▸ **GOAL OF THE EXERCISE**: For the data below, please report each line where the word "white" is found.

(Items from a data source)
****************
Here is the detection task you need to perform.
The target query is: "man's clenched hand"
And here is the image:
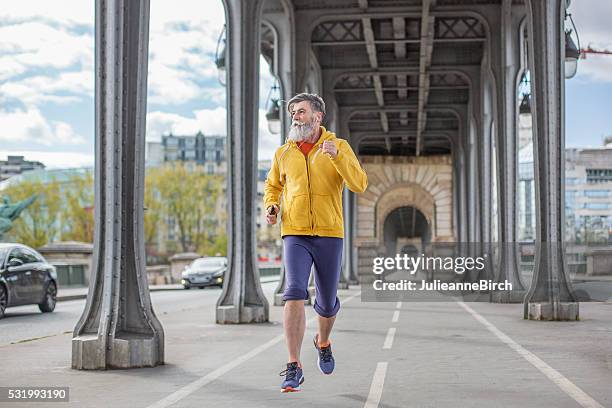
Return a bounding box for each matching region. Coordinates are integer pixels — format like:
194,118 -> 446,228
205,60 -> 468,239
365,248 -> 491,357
266,204 -> 280,225
322,140 -> 338,159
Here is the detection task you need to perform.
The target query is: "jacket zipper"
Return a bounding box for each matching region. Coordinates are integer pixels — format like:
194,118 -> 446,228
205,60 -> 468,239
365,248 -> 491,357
303,147 -> 315,234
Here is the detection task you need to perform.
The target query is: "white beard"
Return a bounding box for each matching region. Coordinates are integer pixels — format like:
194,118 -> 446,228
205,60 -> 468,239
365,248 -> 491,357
288,120 -> 318,142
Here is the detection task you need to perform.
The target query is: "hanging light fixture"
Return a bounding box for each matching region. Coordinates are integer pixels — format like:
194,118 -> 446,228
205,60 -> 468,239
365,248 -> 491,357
265,82 -> 281,134
215,25 -> 227,86
564,8 -> 581,79
519,93 -> 531,114
564,29 -> 580,79
518,72 -> 531,114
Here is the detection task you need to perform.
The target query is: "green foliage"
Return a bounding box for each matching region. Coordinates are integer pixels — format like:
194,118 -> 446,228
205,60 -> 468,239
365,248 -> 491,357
2,164 -> 228,259
60,171 -> 94,243
2,178 -> 63,248
145,162 -> 226,256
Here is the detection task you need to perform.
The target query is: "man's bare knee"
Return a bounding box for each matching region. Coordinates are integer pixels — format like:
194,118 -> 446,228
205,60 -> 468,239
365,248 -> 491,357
285,300 -> 305,309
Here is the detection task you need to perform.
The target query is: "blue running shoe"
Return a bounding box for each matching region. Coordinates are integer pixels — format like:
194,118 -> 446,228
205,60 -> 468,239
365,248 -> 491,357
279,362 -> 304,392
313,334 -> 335,375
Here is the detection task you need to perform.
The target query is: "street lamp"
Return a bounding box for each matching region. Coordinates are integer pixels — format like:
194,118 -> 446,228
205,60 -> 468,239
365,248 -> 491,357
518,72 -> 531,114
265,82 -> 281,134
519,93 -> 531,114
215,25 -> 226,86
564,5 -> 581,80
564,29 -> 580,79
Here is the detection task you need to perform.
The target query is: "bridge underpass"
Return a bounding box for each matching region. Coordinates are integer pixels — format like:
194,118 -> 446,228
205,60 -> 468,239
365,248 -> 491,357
383,205 -> 431,256
44,1 -> 611,406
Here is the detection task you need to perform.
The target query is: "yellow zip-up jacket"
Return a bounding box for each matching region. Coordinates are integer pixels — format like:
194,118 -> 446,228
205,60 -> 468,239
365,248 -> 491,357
264,126 -> 368,238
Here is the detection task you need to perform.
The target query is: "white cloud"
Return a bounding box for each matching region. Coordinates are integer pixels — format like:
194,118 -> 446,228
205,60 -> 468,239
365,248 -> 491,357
568,0 -> 612,83
0,70 -> 93,106
1,1 -> 225,108
0,21 -> 93,82
0,108 -> 86,146
0,151 -> 93,170
149,1 -> 225,31
0,0 -> 92,26
574,54 -> 612,84
147,61 -> 203,104
146,107 -> 227,140
147,14 -> 224,104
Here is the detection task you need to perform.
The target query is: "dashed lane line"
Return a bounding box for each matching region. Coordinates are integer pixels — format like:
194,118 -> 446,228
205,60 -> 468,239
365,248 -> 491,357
392,310 -> 400,323
146,291 -> 362,408
382,327 -> 396,350
363,362 -> 389,408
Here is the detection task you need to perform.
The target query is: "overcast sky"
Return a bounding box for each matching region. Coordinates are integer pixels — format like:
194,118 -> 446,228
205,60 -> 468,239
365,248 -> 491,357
0,0 -> 611,169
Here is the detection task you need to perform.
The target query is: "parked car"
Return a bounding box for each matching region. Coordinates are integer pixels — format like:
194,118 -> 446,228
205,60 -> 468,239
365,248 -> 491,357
0,243 -> 58,318
181,257 -> 227,289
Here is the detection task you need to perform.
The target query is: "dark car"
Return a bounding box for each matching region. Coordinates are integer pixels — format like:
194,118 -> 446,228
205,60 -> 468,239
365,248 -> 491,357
0,243 -> 58,318
181,257 -> 227,289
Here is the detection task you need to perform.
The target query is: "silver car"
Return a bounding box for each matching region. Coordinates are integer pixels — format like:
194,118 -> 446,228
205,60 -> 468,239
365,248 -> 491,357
181,257 -> 227,289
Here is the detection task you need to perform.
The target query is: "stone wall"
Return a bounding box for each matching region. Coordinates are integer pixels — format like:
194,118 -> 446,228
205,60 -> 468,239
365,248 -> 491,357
355,155 -> 455,281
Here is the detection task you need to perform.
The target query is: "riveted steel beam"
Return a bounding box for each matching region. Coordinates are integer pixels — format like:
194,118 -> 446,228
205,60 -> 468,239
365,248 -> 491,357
216,0 -> 269,324
523,0 -> 578,321
72,0 -> 164,370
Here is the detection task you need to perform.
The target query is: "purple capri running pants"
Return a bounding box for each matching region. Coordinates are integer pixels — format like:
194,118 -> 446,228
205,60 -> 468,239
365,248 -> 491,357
282,235 -> 343,318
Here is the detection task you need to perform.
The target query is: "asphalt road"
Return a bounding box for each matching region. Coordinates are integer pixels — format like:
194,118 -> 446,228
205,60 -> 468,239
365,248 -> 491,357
0,282 -> 278,347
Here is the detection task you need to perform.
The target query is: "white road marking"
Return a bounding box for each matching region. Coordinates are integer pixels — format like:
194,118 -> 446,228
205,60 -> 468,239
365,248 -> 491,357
392,310 -> 400,323
458,301 -> 605,408
146,291 -> 362,408
395,301 -> 402,309
382,327 -> 396,350
363,362 -> 389,408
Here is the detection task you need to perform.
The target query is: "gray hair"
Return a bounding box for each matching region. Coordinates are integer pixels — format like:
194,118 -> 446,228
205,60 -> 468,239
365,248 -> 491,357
287,93 -> 326,116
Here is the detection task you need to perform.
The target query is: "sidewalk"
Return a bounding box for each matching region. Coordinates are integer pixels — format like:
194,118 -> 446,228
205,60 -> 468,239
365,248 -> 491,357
57,276 -> 280,302
2,285 -> 611,407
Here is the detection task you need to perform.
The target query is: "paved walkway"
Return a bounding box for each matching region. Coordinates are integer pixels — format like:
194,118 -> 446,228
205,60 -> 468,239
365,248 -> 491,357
1,286 -> 611,408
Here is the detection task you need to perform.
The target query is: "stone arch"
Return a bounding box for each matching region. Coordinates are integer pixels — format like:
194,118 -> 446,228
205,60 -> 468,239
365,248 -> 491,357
****************
▸ **TASK RESPONSE**:
The target query is: "white beard"
The target query is: "white cloud"
The target query is: "white road marking"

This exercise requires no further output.